Show every line of the records below that contains the word "hair", copying each line in full. Case counts.

— start —

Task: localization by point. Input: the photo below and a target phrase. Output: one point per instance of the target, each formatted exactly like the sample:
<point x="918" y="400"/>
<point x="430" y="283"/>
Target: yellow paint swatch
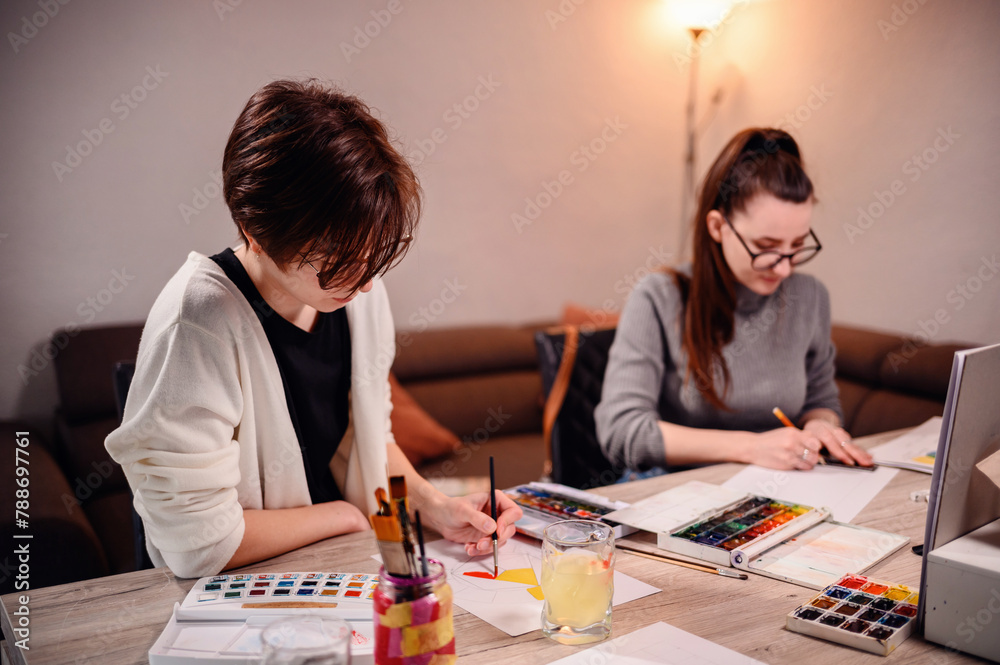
<point x="519" y="575"/>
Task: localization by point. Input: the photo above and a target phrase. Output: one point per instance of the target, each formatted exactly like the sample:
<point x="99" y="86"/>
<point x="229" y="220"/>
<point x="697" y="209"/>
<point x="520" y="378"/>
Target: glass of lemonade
<point x="578" y="563"/>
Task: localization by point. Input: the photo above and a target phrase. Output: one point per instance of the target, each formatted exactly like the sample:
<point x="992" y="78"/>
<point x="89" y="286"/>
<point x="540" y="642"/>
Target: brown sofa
<point x="481" y="383"/>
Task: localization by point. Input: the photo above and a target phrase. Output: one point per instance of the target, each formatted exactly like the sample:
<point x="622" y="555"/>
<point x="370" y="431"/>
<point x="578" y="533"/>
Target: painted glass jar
<point x="413" y="619"/>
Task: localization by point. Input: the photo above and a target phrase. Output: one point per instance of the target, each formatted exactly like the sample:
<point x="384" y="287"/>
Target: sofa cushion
<point x="462" y="351"/>
<point x="578" y="315"/>
<point x="418" y="435"/>
<point x="518" y="459"/>
<point x="484" y="406"/>
<point x="89" y="468"/>
<point x="83" y="368"/>
<point x="861" y="353"/>
<point x="111" y="515"/>
<point x="922" y="370"/>
<point x="884" y="410"/>
<point x="64" y="546"/>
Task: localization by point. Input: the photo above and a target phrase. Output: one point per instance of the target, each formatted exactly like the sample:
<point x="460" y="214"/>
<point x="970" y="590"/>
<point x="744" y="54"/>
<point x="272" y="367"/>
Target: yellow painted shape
<point x="519" y="575"/>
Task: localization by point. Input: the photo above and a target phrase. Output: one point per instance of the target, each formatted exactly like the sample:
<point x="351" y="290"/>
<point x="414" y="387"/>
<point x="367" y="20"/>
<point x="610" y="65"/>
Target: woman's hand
<point x="785" y="448"/>
<point x="466" y="520"/>
<point x="838" y="442"/>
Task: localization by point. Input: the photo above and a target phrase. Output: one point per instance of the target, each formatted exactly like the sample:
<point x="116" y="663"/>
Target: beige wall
<point x="607" y="76"/>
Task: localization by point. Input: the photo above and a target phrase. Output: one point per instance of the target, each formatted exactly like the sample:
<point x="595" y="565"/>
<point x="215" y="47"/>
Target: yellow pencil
<point x="788" y="423"/>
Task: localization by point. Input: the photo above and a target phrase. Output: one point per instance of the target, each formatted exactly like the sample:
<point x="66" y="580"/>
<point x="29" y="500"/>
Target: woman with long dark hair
<point x="704" y="352"/>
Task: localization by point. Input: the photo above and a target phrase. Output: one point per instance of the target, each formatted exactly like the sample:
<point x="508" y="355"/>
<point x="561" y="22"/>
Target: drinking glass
<point x="309" y="639"/>
<point x="578" y="562"/>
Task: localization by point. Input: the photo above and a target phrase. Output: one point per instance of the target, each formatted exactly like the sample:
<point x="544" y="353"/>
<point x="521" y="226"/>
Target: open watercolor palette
<point x="859" y="612"/>
<point x="221" y="618"/>
<point x="545" y="503"/>
<point x="772" y="537"/>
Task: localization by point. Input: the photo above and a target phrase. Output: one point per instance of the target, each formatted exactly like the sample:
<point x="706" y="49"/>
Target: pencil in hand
<point x="780" y="415"/>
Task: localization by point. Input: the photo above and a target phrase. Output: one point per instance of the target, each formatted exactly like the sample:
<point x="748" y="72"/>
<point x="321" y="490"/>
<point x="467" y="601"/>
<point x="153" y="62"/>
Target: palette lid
<point x="825" y="552"/>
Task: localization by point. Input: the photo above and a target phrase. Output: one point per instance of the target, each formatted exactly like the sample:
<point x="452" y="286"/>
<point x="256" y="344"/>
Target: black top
<point x="315" y="371"/>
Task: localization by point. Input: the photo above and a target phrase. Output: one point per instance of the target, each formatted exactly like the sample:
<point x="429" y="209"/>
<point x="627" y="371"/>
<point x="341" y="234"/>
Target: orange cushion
<point x="418" y="435"/>
<point x="578" y="315"/>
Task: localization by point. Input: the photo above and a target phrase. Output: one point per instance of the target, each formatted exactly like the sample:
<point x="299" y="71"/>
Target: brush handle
<point x="493" y="497"/>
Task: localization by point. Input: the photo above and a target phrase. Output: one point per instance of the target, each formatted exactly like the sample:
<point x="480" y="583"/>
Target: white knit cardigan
<point x="207" y="433"/>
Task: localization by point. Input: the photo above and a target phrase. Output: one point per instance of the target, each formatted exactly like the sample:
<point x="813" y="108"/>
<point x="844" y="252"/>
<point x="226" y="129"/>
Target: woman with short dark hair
<point x="704" y="352"/>
<point x="258" y="418"/>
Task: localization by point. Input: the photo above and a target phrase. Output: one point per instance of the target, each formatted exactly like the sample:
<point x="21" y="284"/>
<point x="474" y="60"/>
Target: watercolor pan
<point x="855" y="623"/>
<point x="721" y="536"/>
<point x="545" y="503"/>
<point x="768" y="536"/>
<point x="222" y="617"/>
<point x="232" y="597"/>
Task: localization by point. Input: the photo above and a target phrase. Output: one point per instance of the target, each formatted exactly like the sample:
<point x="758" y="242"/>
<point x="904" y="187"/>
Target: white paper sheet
<point x="914" y="450"/>
<point x="509" y="605"/>
<point x="844" y="491"/>
<point x="658" y="643"/>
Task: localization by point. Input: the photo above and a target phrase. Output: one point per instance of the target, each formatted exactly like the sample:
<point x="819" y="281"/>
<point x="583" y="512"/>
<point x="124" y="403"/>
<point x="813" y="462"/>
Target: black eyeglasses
<point x="764" y="261"/>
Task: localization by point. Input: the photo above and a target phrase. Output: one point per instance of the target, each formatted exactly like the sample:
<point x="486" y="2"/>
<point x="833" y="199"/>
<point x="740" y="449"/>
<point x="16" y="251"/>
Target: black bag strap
<point x="558" y="392"/>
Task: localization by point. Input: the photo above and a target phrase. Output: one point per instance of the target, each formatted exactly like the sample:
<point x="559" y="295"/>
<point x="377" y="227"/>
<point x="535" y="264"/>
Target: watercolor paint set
<point x="545" y="503"/>
<point x="768" y="536"/>
<point x="859" y="612"/>
<point x="221" y="618"/>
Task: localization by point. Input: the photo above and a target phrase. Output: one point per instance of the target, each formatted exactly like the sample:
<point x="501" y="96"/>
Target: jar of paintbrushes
<point x="413" y="618"/>
<point x="413" y="601"/>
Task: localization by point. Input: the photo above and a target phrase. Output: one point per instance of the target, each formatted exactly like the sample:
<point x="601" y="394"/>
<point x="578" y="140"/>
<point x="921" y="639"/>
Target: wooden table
<point x="113" y="620"/>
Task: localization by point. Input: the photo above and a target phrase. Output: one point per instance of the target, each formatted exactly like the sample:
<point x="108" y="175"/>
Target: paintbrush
<point x="400" y="504"/>
<point x="383" y="501"/>
<point x="390" y="545"/>
<point x="725" y="572"/>
<point x="420" y="540"/>
<point x="493" y="514"/>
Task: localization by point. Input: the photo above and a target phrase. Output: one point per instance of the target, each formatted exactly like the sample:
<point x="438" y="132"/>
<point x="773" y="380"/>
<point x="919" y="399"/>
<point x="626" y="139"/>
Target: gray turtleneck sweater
<point x="780" y="355"/>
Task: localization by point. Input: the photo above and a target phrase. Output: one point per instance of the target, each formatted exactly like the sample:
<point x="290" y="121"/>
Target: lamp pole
<point x="687" y="193"/>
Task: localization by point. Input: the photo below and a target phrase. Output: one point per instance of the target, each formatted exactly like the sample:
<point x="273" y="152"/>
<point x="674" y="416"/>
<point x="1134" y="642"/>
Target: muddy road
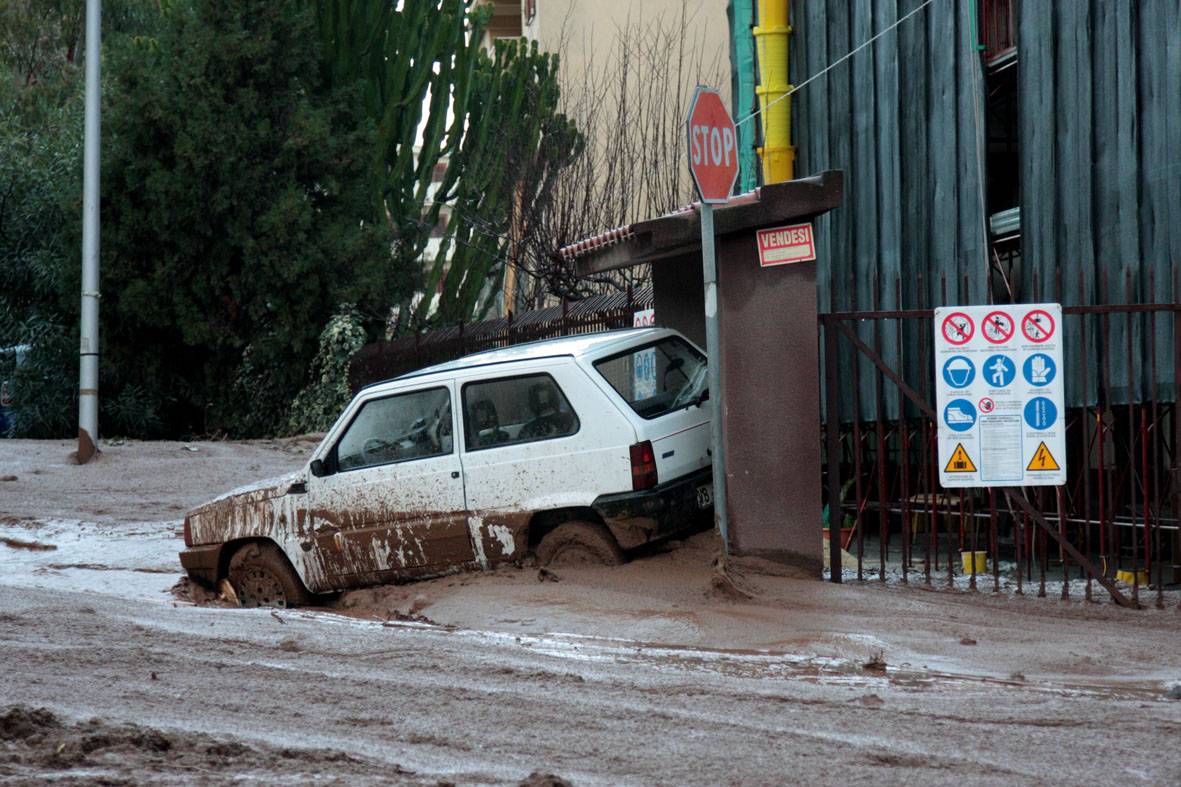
<point x="645" y="674"/>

— end —

## Written reply
Target: woman with long dark hair
Target: woman with short dark hair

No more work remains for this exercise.